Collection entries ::
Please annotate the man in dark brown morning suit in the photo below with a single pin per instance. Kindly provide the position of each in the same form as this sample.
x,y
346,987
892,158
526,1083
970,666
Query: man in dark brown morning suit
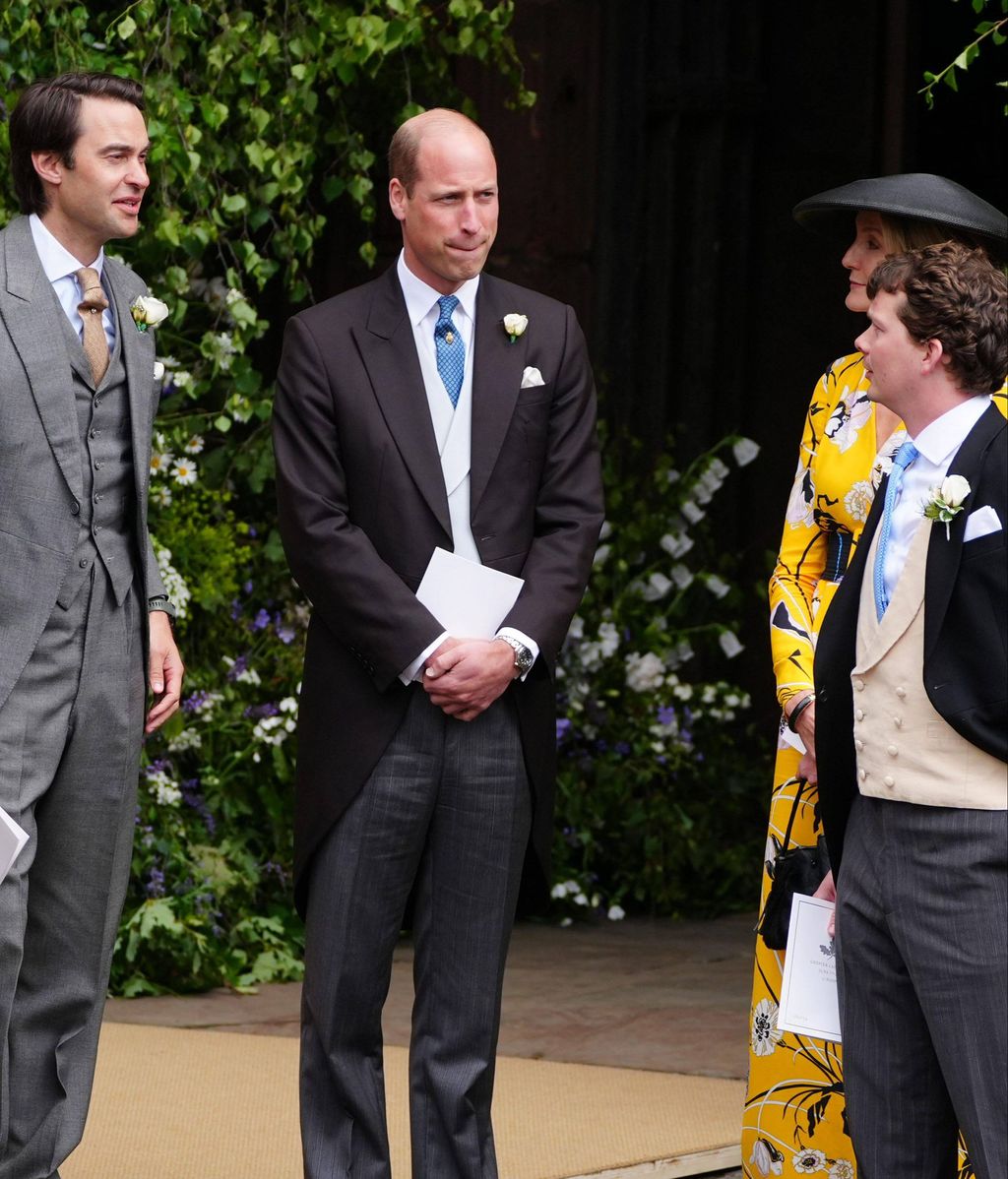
x,y
408,417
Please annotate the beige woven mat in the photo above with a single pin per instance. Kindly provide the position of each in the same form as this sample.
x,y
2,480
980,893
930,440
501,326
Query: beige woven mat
x,y
172,1103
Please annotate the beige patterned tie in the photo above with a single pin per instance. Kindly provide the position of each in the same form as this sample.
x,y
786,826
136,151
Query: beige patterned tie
x,y
95,345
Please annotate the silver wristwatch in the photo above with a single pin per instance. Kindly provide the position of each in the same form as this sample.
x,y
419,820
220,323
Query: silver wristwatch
x,y
524,658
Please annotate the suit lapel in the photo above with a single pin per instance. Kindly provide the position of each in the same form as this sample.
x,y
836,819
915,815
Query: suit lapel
x,y
496,381
946,552
137,350
388,351
32,313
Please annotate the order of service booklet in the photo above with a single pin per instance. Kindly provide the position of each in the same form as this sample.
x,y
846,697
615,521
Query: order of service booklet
x,y
470,600
12,838
809,988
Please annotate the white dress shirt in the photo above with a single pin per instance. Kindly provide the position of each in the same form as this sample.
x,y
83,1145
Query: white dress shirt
x,y
453,426
60,268
937,445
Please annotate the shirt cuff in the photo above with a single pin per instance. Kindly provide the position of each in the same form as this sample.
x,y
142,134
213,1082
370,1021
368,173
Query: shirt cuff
x,y
412,672
524,639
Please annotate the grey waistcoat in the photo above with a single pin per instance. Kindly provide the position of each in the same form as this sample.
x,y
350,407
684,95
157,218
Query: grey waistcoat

Assignment :: Please, without any pictures, retype the records exactly as they appear.

Solution below ::
Please annotate the man in dark brown morning suit in the photo below with a single pin per instance. Kindly provide the position of each in the same form as this sample.
x,y
346,987
892,158
526,1083
970,666
Query: man in dark brown morning suit
x,y
408,417
Please annotate the beige woven mat in the photo above with a single pin per instance. Kindly provide the position of each in the same form as this sample.
x,y
2,480
980,893
930,440
501,326
Query: beige woven mat
x,y
172,1103
Please annotate the beige patterned tie in the photo above with a single pin per instance. Kindly provide the position of each in the same form as this sample.
x,y
786,826
136,151
Query: beige patterned tie
x,y
95,345
Please annotate the silver wristwatch in the photo above with a single pin per instance. Kindly provide the position of each in the same form as this sample.
x,y
419,820
220,323
Query: silver wristwatch
x,y
524,658
Please annotate the suit lapel in the photo above with a single pin per instance. Kindly provide the position of each in the same form as this sample.
x,y
836,819
915,815
Query: suit lapel
x,y
496,381
946,552
137,350
388,351
32,313
Please annotate the order of service booklet in the photo above with a single pin per instance. Kindly provide the position of each in the same form as this sample.
x,y
846,697
615,521
Query: order of service booklet
x,y
470,600
12,838
809,988
Please annotate the white dress shirt in the photo above with a single pin per instance. Kindly provide the position of each in the same form as this sample.
x,y
83,1145
Query: white dress shirt
x,y
453,426
60,268
937,445
Please annotate the shirt cuff in the photo above with a single pin per instance. Kindly provide the position of each in the same form as this sample.
x,y
142,134
213,1082
370,1021
368,173
Query: shirt cuff
x,y
412,672
524,639
Please annotate the grey waistcoat in the photo above with a single pin per instance. Kindly provide the position of each in the same form as this sample.
x,y
350,407
684,95
157,218
Query: grey waistcoat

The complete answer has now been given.